Nothing may be dropped or altered: reproduce all the data.
○ ○ ○ ○ ○
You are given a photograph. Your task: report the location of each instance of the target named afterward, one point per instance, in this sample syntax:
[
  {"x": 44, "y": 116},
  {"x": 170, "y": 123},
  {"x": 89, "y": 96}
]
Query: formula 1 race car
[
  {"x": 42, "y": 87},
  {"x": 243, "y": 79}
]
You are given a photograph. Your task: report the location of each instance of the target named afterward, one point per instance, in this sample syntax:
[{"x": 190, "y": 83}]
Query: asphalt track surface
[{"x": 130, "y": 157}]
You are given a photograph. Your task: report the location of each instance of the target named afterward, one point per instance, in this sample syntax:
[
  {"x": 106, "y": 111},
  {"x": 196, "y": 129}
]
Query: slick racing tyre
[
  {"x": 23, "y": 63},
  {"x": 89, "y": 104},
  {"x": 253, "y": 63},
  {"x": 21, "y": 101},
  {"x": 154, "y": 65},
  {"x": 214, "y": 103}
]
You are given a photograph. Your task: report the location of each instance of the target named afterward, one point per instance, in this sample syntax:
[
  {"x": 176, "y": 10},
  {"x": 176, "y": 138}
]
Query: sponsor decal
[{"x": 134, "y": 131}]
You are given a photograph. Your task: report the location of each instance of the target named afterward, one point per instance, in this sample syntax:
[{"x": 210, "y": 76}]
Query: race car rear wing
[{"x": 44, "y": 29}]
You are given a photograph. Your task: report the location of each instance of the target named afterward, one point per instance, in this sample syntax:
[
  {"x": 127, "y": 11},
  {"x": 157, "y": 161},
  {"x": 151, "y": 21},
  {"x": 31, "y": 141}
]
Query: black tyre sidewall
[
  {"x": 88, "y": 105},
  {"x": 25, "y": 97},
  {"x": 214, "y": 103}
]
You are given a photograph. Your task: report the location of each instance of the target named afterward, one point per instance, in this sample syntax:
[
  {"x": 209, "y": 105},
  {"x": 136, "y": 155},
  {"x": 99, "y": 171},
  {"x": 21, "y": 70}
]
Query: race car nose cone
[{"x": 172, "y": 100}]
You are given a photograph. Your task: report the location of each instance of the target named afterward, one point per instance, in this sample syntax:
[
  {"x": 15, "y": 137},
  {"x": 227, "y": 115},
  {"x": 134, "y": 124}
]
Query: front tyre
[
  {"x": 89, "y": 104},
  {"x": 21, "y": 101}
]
○ ○ ○ ○ ○
**RESULT OF THIS EXERCISE:**
You are given a photograph. Your task: report the location of each instance of the target named afterward, one point per instance, in this sample syntax:
[
  {"x": 44, "y": 116},
  {"x": 170, "y": 123},
  {"x": 89, "y": 96}
]
Query: formula 1 race car
[
  {"x": 42, "y": 87},
  {"x": 243, "y": 79}
]
You are given a photograph. Your task: report the location of each instance of the target named afterward, one point per instance, in this sample syntax:
[{"x": 190, "y": 83}]
Query: asphalt track surface
[{"x": 130, "y": 157}]
You are given a photograph. Your task: report the location of each instance of the target named afterward, one point per instance, in this sample syntax:
[
  {"x": 106, "y": 111},
  {"x": 196, "y": 129}
]
Query: slick racing tyre
[
  {"x": 23, "y": 63},
  {"x": 89, "y": 104},
  {"x": 253, "y": 63},
  {"x": 21, "y": 101},
  {"x": 154, "y": 65},
  {"x": 214, "y": 103}
]
You are given a photograph. Your task: report the location of each instance of the target named afterward, one point per instance, in this sample syntax:
[
  {"x": 176, "y": 10},
  {"x": 176, "y": 138}
]
Query: sponsor decal
[{"x": 134, "y": 131}]
You are given a photograph. Your task: report the location of each instance of the target named afterward, one point per instance, in this sample syntax:
[{"x": 210, "y": 76}]
Query: race car rear wing
[{"x": 44, "y": 29}]
You are given a photograph. Your task: report the location of each instance of the target named afterward, one point per instance, in this sample syntax:
[
  {"x": 127, "y": 11},
  {"x": 157, "y": 161},
  {"x": 151, "y": 21},
  {"x": 31, "y": 141}
]
Query: black tyre sidewall
[
  {"x": 88, "y": 105},
  {"x": 25, "y": 97},
  {"x": 214, "y": 103}
]
You are given a photograph. Your task: report the location of each instance of the target named afterward, one point per instance, in this sample syntax:
[
  {"x": 209, "y": 105},
  {"x": 136, "y": 155},
  {"x": 99, "y": 171},
  {"x": 21, "y": 70}
]
Query: race car nose cone
[{"x": 172, "y": 100}]
You are given a photograph. Your task: report the location of each instance of the target named afterward, one point per instance, in this sample syntax:
[
  {"x": 15, "y": 137},
  {"x": 227, "y": 115},
  {"x": 134, "y": 124}
]
Query: front tyre
[
  {"x": 89, "y": 104},
  {"x": 21, "y": 101}
]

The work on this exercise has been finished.